本文抜粋:

1929年7月16日、ブレーメン号はブレーマーハーフェン-ニューヨーク間の処女航海で、4日17時間42分、平均速度27.85ノットでニューヨーク港に到着し、西回りのブルーリボン賞を獲得しました。さらに次の航海では、4日14時間30分、平均速度27.91ノットを記録して、東回りのブルーリボン賞も受賞しました。ブレーメン号は長年にわたる、イギリス船の速度記録を破ったのです。 

1939年8月26日ドイツ海軍はポーランド侵攻を前に、ドイツの商船に帰還を命じました。ブレーメン号は当時ニューヨーク港にいたため、8月30日悪天候の中を出港し、9月1日に第二次世界大戦が勃発した後、10月13日ブレーマーハーフェンに到着しました。ドイツ海軍はブレーメン号を徴用しましたが、1941年、造船所のドックで火災に遭って全焼し、戦後の1946年に解体されてしまいます。

 

クイーン・メリー号は1930年12月に建造が始まりましたが、1931年12月に世界恐慌により工事が中止されました。建造資金の補助を政府に依頼して3年半後に工事が再開され、1934年9月26日に進水しました。総トン数81.961トンの巨船です。 

クイーン・メリー号のデザインは古典的で、船容は第一次世界大戦前の客船と大差がありませんでした。内装はアール・デコの落ち着いた雰囲気で、古めかしいと云う批判もありましたが、乗客には大人気となりました。 

1936年8月、クイーン・メリー号は西回りで30.14ノット、東回りで30.63ノットを記録し、ノルマンディー号からブルーリボン賞を奪います。その後ノルマンディー号は、1937年ブルーリボン賞を奪い返しましたが、1938年に再びクイーン・メリー号が西回りで30.99ノット、東回りで31.69ノットを記録し、ブルーリボン賞を受賞しました。

提供情報:
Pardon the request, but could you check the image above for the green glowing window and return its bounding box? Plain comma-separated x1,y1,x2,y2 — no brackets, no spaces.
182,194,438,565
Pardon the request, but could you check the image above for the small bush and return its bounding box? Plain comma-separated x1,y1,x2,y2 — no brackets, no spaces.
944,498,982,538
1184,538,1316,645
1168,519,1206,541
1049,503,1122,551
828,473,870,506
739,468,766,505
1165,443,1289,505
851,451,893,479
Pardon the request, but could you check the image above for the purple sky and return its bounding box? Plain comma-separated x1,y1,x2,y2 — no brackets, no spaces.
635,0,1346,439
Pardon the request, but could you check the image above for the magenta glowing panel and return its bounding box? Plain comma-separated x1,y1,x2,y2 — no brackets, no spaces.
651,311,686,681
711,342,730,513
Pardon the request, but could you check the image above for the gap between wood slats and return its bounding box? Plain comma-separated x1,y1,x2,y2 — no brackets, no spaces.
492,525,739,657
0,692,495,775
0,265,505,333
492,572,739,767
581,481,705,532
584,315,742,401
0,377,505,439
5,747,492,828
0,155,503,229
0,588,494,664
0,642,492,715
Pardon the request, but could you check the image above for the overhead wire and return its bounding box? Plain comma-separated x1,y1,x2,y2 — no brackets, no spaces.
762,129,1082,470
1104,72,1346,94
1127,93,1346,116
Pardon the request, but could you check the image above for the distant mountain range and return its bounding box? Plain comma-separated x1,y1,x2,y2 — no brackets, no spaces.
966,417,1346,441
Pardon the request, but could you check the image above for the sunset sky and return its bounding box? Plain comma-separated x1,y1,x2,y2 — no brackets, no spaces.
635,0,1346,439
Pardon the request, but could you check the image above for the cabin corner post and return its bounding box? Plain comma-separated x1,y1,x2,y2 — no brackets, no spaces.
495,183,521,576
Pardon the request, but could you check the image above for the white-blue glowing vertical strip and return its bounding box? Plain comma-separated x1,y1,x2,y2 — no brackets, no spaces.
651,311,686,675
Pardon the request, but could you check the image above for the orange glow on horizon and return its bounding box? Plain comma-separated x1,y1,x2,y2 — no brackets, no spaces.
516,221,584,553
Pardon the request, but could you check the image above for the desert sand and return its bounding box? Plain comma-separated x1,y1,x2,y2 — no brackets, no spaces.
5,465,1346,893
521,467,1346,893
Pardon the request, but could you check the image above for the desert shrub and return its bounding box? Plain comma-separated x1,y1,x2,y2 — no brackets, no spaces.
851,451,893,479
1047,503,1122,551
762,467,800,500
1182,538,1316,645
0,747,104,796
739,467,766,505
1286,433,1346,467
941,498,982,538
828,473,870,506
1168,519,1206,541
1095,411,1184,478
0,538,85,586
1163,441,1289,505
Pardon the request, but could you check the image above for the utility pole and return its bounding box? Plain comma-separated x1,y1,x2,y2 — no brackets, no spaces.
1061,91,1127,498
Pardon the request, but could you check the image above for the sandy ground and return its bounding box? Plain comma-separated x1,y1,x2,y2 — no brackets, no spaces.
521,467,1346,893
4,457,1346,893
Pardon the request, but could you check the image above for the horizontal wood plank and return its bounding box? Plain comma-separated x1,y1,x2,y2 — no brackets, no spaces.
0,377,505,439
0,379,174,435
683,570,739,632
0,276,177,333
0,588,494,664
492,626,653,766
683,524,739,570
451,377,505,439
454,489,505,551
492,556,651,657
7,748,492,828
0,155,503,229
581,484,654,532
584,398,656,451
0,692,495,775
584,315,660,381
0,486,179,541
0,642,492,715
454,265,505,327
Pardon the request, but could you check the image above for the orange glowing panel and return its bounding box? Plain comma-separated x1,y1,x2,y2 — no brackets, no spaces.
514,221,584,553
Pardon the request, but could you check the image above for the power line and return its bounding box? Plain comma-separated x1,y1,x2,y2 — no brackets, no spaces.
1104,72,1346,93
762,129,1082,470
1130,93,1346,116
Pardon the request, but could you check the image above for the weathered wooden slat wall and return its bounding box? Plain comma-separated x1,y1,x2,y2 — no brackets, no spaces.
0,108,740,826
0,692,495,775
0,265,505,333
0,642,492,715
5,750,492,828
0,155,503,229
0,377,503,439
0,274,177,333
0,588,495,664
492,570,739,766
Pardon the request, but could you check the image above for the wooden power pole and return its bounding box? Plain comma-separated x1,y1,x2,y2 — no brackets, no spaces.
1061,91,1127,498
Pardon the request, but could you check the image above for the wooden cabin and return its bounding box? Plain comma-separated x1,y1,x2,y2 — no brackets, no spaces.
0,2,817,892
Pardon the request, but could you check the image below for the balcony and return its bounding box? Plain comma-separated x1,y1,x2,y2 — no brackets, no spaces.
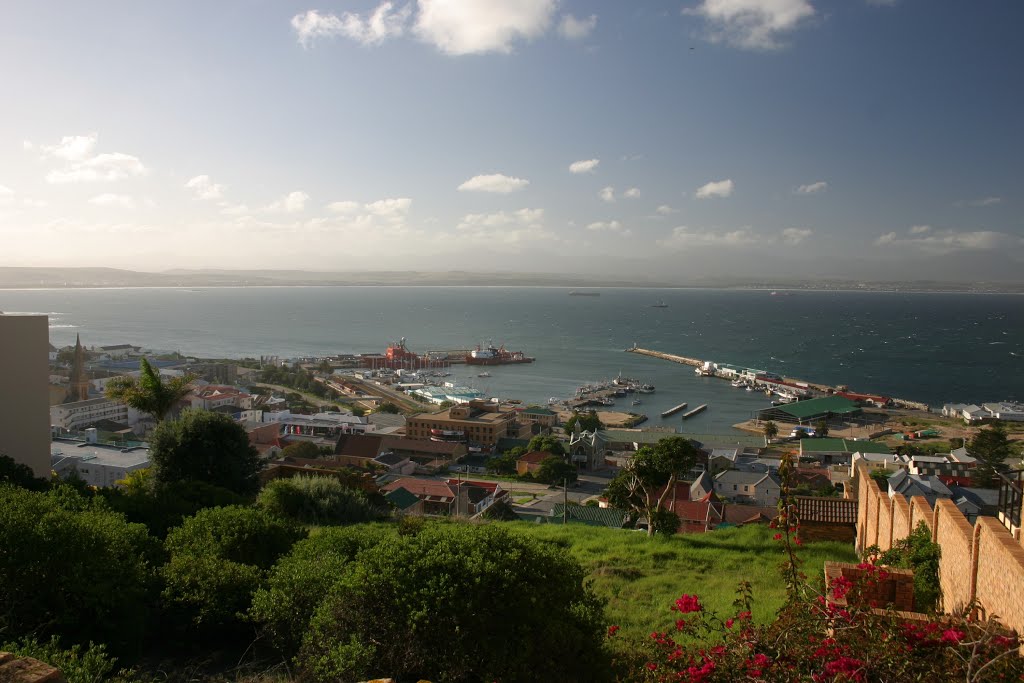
997,470,1024,536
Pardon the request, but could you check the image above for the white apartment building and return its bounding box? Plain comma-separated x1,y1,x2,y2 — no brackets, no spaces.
50,398,139,431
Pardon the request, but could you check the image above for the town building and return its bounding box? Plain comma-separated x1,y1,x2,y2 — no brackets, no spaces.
406,400,519,449
715,470,782,507
50,429,150,487
50,398,139,431
0,313,50,477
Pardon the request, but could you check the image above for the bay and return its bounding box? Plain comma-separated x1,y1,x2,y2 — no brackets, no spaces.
0,287,1024,433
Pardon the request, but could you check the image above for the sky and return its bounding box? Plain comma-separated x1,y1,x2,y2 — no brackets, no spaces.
0,0,1024,283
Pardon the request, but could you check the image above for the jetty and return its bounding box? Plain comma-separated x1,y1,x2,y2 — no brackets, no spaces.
662,402,689,418
683,403,708,420
626,346,703,367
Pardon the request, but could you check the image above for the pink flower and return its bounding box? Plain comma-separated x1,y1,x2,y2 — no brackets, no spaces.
673,593,703,614
942,629,964,645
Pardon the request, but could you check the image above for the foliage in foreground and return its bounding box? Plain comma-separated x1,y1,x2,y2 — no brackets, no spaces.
257,474,381,525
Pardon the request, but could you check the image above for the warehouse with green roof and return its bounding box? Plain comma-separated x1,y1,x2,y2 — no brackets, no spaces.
758,396,862,425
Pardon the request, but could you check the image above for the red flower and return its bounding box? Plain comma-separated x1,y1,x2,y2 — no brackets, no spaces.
673,593,703,614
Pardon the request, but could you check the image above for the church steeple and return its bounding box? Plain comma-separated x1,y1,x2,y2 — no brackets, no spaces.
68,335,89,400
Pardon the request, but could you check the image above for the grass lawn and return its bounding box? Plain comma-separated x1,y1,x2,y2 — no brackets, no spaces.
511,522,857,637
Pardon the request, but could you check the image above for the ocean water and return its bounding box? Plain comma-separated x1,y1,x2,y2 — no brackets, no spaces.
0,287,1024,433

作業内容:
1. 次の(a)〜(c)が客船に関する文章の内容と合っているかどうかを、それぞれ「はい」か「いいえ」で答えてください。判断の決め手となる文章中の語句もそのまま引用してください。
(a) ブレーメン号の処女航海での平均速度は27.85ノットだった。
(b) クイーン・メリー号の工事は、1931年12月に政府の命令で中止された。
(c) クイーン・メリー号の内装は乗客に不評だった。
2. 客船に関する文章の「1929年7月16日、ブレー」から「ルーリボン賞を受賞しました。」までの部分(両端を含む)を、「ブルーリボン賞」を「ブルーリボン」に置き換えて書き直してください。
3. 客船に関する文章の最後の文の後から、続きを書き継いでください。

回答文:
1.
(a) はい。「4日17時間42分、平均速度27.85ノットでニューヨーク港に到着し」
(b) いいえ。「1931年12月に世界恐慌により工事が中止されました」
(c) いいえ。「乗客には大人気となりました」

2.
1929年7月16日、ブレーメン号はブレーマーハーフェン-ニューヨーク間の処女航海で、4日17時間42分、平均速度27.85ノットでニューヨーク港に到着し、西回りのブルーリボンを獲得しました。さらに次の航海では、4日14時間30分、平均速度27.91ノットを記録して、東回りのブルーリボンも受賞しました。ブレーメン号は長年にわたる、イギリス船の速度記録を破ったのです。 

1939年8月26日ドイツ海軍はポーランド侵攻を前に、ドイツの商船に帰還を命じました。ブレーメン号は当時ニューヨーク港にいたため、8月30日悪天候の中を出港し、9月1日に第二次世界大戦が勃発した後、10月13日ブレーマーハーフェンに到着しました。ドイツ海軍はブレーメン号を徴用しましたが、1941年、造船所のドックで火災に遭って全焼し、戦後の1946年に解体されてしまいます。

 

クイーン・メリー号は1930年12月に建造が始まりましたが、1931年12月に世界恐慌により工事が中止されました。建造資金の補助を政府に依頼して3年半後に工事が再開され、1934年9月26日に進水しました。総トン数81.961トンの巨船です。 

クイーン・メリー号のデザインは古典的で、船容は第一次世界大戦前の客船と大差がありませんでした。内装はアール・デコの落ち着いた雰囲気で、古めかしいと云う批判もありましたが、乗客には大人気となりました。 

1936年8月、クイーン・メリー号は西回りで30.14ノット、東回りで30.63ノットを記録し、ノルマンディー号からブルーリボンを奪います。その後ノルマンディー号は、1937年ブルーリボンを奪い返しましたが、1938年に再びクイーン・メリー号が西回りで30.99ノット、東回りで31.69ノットを記録し、ブルーリボンを受賞しました。

3.
クイーン・メリー号の1等船客のための設備は極めて豪華でした。有名だったのは室内プール、バー、図書館や児童センターのほかに犬小屋まであったことで、広大な1等船客の食堂は2デッキ分の高さがあり、室内プールも同様に2デッキ分の高さがありました。 

1939年 9月1日にニューヨークへ向けて出港したクイーン・メリー号は、第二次世界大戦が勃発したため、ニューヨークでノルマンディー号と共に、アメリカ当局に抑留されました。その後、姉妹船のクイーン・エリザベス号を含めた3隻が、兵員輸送用に徴用されます。 

クイーン・メリー号は姉妹船クイーン・エリザベス号と共に、輸送船として戦争に従事し、ドイツの潜水艦Uボートより速度が優るため、護衛も無しに15,000人の兵士を運ぶことが可能でした。戦争中、視認されにくい灰色の塗装を施されたため、2隻とも灰色の幽霊と云うあだ名をつけられました。 

第二次世界大戦が終って、クイーン・メリー号は客船に改装し直され、クイーン・エリザベス号と共に、1940年代から1950年代にかけて、再び、大西洋横断定期船の花形となりました。1967年に引退し、引退後の現在はアメリカ西海岸のロングビーチに係留されて、博物館とホテルになっています。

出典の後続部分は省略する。